Your task =
Find each line in the records below that contains the word "lawn", and copy every such line.

Listing =

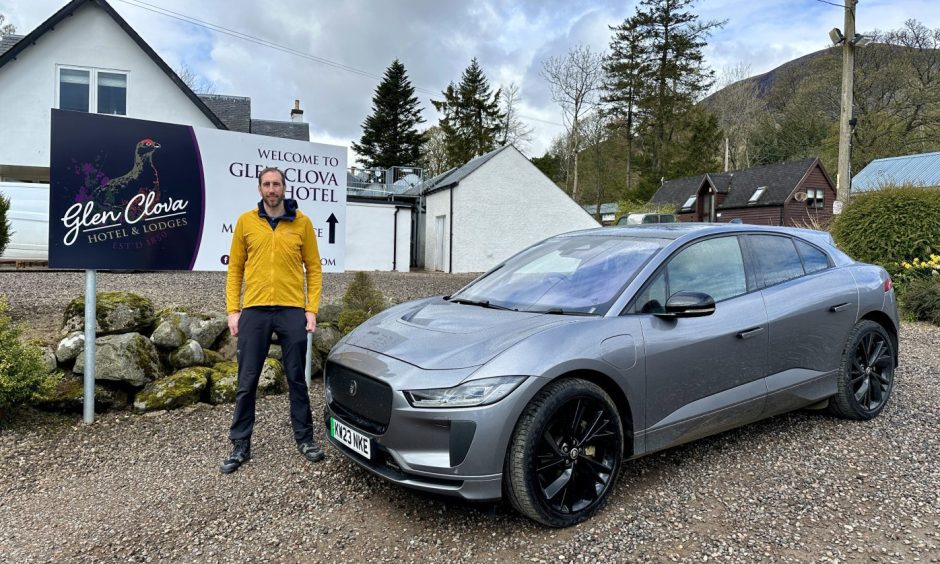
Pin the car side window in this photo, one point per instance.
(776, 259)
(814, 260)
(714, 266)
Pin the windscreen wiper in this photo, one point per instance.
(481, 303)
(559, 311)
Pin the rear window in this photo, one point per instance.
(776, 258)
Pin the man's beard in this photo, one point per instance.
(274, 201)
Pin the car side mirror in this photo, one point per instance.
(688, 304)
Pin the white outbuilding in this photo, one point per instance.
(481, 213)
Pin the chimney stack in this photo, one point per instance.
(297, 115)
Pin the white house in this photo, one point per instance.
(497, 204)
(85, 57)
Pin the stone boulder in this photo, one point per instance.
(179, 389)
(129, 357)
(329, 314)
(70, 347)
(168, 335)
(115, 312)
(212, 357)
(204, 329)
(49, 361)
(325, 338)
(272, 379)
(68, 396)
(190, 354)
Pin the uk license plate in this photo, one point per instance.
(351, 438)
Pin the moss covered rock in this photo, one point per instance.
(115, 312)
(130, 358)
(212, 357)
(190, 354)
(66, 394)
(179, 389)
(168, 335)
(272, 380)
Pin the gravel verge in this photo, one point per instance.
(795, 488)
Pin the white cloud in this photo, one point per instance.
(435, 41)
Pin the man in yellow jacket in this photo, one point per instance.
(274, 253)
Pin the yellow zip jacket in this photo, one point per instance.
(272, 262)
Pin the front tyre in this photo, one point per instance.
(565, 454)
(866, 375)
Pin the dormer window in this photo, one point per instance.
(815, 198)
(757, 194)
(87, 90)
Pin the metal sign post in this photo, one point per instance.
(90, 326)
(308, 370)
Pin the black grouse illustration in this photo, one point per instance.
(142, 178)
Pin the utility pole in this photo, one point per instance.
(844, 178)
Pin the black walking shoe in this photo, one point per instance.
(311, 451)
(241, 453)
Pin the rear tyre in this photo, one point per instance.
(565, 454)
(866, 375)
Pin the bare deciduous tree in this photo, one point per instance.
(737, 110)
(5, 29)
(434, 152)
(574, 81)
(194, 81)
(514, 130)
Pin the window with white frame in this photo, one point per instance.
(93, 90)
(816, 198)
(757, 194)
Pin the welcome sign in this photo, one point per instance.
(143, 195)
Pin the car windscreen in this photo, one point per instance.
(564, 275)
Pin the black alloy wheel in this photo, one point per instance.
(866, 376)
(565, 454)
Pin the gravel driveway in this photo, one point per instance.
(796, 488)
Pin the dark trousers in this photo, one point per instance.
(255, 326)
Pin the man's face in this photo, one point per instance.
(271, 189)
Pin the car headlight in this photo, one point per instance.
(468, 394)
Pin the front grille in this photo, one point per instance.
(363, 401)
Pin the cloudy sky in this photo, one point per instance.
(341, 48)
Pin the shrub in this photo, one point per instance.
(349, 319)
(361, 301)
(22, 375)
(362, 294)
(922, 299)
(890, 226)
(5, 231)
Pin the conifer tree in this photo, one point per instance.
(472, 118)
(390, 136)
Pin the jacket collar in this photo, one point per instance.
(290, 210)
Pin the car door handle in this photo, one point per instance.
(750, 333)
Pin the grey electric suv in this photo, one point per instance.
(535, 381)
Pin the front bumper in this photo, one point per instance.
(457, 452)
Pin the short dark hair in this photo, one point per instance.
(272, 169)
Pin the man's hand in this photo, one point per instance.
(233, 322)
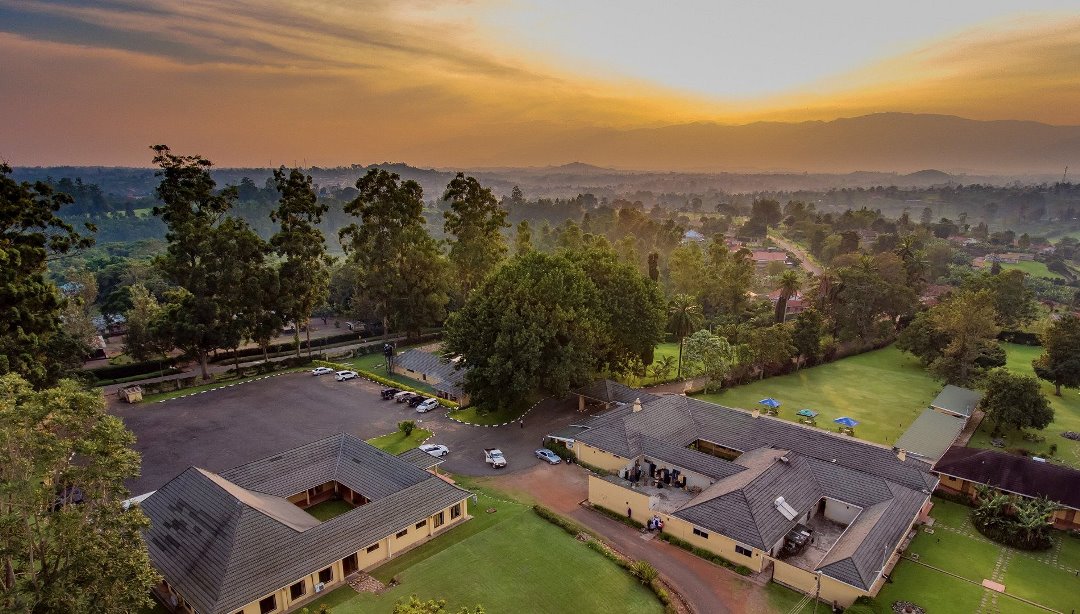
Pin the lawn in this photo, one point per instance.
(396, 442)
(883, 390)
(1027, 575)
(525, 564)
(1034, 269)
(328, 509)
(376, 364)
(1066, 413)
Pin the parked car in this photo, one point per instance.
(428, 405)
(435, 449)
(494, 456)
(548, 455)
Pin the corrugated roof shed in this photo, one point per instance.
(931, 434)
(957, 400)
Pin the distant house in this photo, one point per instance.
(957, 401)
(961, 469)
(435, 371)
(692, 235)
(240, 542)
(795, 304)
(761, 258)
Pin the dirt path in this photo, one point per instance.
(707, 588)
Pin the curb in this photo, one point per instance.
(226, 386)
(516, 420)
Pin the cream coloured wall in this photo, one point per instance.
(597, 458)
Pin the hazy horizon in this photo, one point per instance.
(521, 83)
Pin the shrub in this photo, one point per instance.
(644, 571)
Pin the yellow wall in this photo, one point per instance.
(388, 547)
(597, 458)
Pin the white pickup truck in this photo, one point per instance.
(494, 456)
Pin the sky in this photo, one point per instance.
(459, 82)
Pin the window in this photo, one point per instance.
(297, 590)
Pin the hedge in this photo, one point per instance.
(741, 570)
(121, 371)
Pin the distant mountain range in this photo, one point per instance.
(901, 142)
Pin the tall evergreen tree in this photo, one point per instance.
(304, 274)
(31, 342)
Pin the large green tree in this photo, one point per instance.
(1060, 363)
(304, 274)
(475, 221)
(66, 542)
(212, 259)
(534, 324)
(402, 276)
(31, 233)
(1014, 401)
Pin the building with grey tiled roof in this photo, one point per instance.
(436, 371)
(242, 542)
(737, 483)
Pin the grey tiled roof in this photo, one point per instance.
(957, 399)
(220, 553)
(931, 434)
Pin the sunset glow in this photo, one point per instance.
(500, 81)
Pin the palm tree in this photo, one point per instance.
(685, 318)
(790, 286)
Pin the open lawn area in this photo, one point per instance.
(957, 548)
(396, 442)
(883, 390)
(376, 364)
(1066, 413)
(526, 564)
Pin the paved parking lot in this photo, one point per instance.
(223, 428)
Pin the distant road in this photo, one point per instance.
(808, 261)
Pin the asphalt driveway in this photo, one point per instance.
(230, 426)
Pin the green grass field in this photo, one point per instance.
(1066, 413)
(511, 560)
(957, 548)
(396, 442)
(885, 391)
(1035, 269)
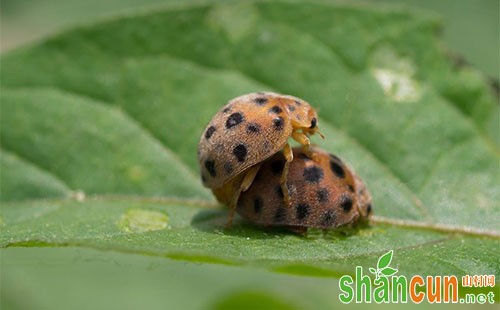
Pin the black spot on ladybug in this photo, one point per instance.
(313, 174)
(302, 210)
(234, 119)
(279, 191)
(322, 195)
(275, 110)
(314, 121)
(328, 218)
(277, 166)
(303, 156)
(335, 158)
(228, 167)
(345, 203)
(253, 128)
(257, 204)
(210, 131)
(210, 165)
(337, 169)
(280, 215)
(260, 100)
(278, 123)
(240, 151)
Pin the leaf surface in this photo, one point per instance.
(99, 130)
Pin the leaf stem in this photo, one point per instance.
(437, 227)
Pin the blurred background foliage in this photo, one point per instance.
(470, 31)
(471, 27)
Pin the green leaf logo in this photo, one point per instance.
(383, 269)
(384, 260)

---

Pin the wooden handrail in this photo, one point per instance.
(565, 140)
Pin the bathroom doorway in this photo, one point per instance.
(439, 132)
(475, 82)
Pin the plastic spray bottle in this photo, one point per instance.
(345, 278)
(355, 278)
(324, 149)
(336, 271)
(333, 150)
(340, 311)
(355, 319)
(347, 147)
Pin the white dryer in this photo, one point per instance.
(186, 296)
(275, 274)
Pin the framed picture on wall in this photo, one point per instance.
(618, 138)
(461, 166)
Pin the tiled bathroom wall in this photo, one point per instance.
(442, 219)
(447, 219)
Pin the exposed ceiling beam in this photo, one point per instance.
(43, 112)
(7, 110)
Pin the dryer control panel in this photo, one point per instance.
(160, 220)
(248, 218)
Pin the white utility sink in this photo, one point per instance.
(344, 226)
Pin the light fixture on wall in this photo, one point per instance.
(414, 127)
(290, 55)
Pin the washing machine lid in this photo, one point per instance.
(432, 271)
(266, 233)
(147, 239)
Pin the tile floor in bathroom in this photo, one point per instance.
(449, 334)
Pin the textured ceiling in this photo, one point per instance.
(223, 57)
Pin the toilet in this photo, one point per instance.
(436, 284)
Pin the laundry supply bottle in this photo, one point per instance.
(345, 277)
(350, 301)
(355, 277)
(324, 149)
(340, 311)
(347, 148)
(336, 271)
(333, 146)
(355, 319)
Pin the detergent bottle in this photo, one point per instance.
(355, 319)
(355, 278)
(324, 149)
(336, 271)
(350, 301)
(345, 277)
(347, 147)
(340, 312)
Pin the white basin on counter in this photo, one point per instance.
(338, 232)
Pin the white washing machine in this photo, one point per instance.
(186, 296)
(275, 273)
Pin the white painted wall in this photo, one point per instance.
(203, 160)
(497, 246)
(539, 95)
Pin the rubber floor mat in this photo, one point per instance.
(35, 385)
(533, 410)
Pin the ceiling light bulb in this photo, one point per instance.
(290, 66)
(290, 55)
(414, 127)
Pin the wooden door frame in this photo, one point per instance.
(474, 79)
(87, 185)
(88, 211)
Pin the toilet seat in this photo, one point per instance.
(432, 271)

Response for this exercise =
Pin the lawn in this photo, one point per instance.
Pin the open lawn area in this photo, one point per instance.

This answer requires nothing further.